*Records from a data source*
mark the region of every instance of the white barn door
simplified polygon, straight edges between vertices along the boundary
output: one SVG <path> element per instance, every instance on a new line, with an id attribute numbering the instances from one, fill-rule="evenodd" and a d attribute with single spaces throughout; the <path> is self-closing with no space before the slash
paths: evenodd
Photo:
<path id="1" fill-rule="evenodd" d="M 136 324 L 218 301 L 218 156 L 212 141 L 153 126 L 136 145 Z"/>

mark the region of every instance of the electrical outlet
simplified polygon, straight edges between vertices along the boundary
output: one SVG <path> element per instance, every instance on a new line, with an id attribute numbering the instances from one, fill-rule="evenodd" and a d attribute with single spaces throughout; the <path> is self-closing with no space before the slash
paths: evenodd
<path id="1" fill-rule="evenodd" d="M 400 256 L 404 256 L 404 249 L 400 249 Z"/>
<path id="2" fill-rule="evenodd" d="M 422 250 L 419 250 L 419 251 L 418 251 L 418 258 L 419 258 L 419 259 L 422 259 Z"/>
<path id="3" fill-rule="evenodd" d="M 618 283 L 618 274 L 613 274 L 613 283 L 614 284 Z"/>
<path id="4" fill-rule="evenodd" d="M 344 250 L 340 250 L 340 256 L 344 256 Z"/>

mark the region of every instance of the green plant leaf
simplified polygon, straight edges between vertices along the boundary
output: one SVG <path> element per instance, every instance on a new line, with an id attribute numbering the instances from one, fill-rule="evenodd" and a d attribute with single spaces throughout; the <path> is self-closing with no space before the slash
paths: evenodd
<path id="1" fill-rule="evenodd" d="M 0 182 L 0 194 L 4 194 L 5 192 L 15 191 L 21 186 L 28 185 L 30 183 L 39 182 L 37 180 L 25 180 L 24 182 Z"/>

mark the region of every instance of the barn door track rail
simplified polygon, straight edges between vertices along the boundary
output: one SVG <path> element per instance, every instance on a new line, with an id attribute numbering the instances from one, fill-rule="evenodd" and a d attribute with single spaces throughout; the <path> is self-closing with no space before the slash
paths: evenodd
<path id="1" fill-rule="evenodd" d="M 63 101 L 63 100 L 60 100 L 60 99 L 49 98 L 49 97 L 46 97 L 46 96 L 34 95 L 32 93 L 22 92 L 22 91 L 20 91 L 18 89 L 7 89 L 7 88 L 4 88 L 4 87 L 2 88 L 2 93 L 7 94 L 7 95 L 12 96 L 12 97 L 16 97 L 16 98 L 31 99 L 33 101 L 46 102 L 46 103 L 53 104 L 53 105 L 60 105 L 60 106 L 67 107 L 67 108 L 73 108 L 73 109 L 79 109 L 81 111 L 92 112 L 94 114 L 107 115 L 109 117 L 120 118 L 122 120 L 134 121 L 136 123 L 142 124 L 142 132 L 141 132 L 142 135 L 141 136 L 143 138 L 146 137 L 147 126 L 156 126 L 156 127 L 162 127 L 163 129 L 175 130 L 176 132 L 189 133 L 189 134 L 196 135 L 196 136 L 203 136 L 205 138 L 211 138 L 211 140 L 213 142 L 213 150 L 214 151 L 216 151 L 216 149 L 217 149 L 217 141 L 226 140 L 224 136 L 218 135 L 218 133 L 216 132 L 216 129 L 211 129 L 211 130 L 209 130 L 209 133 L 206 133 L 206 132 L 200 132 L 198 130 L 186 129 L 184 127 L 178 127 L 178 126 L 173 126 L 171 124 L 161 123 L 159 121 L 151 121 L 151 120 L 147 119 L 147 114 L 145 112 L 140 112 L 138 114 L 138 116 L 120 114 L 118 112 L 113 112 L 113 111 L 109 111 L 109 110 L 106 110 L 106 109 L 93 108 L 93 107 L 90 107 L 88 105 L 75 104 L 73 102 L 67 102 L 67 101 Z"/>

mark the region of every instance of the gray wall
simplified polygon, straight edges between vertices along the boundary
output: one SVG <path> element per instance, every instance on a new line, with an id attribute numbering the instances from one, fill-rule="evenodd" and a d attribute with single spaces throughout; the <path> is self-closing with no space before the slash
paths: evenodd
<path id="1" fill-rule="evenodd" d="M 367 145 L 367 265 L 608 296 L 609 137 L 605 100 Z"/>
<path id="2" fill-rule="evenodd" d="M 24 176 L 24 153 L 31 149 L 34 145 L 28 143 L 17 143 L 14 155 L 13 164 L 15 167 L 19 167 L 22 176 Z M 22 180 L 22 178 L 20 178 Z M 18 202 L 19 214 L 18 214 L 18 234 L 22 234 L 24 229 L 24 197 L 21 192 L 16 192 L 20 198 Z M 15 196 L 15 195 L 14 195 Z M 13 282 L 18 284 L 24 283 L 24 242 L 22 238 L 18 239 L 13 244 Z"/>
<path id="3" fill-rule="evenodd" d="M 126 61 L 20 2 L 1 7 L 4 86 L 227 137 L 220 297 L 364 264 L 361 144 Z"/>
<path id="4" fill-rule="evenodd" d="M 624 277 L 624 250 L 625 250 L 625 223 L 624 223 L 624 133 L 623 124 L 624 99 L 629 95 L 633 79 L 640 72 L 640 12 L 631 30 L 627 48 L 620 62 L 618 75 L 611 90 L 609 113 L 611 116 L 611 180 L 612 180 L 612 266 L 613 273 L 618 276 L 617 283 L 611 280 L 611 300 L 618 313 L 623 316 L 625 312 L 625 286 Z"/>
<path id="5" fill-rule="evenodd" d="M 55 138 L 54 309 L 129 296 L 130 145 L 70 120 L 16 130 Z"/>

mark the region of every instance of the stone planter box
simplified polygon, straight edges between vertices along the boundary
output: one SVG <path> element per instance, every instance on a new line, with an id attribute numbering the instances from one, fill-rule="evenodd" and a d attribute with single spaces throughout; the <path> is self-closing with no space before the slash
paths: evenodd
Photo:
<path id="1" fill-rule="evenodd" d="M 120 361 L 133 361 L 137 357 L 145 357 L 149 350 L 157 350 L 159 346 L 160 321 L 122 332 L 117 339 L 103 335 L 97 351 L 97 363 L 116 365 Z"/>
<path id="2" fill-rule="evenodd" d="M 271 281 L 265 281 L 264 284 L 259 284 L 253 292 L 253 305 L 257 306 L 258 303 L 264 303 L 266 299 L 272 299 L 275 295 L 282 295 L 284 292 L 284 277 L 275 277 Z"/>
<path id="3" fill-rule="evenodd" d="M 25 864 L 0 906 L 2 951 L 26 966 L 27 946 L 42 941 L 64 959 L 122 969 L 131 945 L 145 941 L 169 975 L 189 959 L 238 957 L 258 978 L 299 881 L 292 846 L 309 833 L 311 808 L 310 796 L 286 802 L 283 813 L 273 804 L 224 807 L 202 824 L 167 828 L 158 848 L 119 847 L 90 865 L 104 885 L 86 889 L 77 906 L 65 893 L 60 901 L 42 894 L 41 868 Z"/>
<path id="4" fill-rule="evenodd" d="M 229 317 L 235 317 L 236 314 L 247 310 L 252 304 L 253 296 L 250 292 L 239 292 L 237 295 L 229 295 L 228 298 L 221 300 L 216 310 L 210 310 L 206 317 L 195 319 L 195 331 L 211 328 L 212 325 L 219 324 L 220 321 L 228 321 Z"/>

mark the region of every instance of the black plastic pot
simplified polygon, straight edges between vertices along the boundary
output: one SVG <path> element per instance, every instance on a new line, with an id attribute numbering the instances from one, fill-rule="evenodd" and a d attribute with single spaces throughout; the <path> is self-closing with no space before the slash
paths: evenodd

*TASK STATEMENT*
Search the lines above for the string "barn" and copy each line that has it.

*RESPONSE FOR THIS EXERCISE*
mark the region of every instance of the white barn door
mark the region of every instance of the barn door track rail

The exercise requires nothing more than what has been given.